* [Assignment]: Could you copy every line of the data that contains the word "below"?

* [Entries supplied]:

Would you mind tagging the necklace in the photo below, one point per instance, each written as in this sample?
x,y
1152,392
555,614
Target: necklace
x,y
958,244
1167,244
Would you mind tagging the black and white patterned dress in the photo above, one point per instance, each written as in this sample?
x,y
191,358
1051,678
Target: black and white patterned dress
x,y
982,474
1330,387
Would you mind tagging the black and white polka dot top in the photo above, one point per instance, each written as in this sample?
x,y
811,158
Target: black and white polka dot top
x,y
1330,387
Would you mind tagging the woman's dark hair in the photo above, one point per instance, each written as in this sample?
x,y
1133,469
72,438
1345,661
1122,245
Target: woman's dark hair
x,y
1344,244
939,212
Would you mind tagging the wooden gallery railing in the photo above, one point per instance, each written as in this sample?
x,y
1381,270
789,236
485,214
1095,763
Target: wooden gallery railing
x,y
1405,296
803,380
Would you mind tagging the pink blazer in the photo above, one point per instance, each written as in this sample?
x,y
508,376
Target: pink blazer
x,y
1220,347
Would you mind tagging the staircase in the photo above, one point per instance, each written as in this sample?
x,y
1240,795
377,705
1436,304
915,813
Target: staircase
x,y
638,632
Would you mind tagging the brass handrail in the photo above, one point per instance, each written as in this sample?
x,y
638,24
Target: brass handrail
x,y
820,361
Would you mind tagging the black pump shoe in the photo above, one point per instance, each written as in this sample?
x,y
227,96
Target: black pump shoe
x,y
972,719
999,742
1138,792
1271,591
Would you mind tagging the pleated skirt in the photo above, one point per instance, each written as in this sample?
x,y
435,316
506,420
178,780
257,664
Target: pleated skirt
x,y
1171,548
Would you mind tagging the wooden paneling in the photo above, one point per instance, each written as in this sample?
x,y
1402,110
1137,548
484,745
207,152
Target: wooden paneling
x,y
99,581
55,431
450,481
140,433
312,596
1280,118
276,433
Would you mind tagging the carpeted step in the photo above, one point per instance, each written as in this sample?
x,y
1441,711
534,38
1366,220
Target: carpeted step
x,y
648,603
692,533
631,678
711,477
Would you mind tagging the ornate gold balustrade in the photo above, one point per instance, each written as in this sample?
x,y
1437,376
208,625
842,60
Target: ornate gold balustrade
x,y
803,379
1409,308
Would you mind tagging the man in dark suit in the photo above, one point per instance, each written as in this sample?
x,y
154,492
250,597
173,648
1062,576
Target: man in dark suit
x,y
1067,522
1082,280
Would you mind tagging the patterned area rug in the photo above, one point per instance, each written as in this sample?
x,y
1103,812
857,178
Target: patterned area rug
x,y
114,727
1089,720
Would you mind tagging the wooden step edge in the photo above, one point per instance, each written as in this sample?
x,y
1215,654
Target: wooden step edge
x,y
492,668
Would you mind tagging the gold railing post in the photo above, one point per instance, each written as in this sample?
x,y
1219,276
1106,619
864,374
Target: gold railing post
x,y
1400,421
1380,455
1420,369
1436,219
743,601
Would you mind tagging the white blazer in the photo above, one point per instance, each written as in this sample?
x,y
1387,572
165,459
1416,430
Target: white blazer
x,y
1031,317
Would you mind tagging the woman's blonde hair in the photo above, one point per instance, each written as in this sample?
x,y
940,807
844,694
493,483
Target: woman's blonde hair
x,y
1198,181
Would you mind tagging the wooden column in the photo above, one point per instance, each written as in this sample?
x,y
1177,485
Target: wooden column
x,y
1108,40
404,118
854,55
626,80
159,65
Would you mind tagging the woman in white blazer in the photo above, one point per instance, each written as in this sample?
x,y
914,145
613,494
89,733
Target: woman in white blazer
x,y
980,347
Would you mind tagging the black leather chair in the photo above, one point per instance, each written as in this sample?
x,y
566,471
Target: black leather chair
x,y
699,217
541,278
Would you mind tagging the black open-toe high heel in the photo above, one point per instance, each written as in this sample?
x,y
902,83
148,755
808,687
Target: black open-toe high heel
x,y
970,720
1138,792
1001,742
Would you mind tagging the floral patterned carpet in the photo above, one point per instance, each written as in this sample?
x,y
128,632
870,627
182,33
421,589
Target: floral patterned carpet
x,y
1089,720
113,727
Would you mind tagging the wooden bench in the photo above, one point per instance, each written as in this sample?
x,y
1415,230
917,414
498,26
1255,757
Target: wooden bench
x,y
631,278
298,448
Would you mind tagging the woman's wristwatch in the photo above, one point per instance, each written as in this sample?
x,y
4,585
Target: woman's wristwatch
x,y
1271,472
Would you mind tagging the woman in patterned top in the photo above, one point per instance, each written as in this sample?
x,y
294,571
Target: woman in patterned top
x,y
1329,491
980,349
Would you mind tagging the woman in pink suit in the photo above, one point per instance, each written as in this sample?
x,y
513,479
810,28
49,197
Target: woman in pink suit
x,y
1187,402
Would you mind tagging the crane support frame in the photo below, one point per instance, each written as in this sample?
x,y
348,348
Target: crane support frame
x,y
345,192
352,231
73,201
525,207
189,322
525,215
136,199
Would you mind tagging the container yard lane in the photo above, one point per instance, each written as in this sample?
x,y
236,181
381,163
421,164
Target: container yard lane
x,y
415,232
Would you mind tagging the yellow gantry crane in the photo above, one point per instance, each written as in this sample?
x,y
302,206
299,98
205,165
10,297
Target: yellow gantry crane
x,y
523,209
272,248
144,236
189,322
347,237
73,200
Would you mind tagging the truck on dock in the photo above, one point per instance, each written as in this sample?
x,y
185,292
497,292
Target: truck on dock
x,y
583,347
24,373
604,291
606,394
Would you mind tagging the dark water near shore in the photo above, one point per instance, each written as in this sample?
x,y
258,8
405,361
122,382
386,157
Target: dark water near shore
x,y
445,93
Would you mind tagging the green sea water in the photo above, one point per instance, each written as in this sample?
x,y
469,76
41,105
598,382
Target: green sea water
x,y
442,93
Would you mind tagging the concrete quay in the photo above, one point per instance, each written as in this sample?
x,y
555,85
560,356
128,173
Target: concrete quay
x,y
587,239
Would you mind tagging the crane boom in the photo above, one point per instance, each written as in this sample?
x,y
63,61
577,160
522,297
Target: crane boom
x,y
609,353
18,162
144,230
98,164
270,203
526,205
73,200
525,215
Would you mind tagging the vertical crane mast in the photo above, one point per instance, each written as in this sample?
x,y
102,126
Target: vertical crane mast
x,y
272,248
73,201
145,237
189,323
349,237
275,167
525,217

* [Task answer]:
Would you mind tagging the necklace in the photo below, one point per instance, each written as in this sample?
Would you mind tagging the crane support frame in the photo below, one point per instance, each written as in this sample?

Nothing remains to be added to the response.